• _Data provided_:
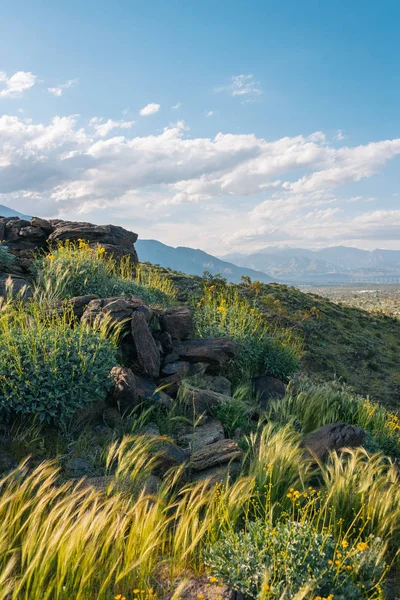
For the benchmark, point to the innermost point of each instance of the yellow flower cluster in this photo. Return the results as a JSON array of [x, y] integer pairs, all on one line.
[[143, 594]]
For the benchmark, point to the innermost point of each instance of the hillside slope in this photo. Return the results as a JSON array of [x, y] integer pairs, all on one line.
[[356, 346], [194, 262]]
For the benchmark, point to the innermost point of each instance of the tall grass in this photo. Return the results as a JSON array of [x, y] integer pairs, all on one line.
[[73, 268], [313, 405], [50, 365], [221, 312]]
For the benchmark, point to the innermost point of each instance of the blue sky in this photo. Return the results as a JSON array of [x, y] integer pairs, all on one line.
[[225, 126]]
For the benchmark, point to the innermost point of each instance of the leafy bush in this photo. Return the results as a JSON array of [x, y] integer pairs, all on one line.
[[6, 259], [76, 269], [280, 560], [222, 313], [48, 367]]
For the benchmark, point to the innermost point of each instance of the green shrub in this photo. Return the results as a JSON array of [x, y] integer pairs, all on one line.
[[48, 367], [280, 560], [222, 313], [76, 269], [6, 259], [313, 405]]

• _Set problem_:
Reproduce everything in the records from the line containing "of the blue" down to the line containing "[[6, 259], [76, 269], [280, 560], [222, 313], [48, 367]]", swapping "leafy bush" for "dense hedge" and leaving all else unchanged.

• _Exercise result_:
For the benchmark, point to the innermost point of each instance of the blue sky in this photo. Return the results as a JSON array of [x, y] integer pairs, all on one line.
[[225, 126]]
For the benchmark, point to the innermost point of each instance of the dense hedge in this photo. Return the results as a JSON array of [x, y] integer pairs, all on one line.
[[6, 259], [76, 269], [280, 560], [222, 313], [48, 367]]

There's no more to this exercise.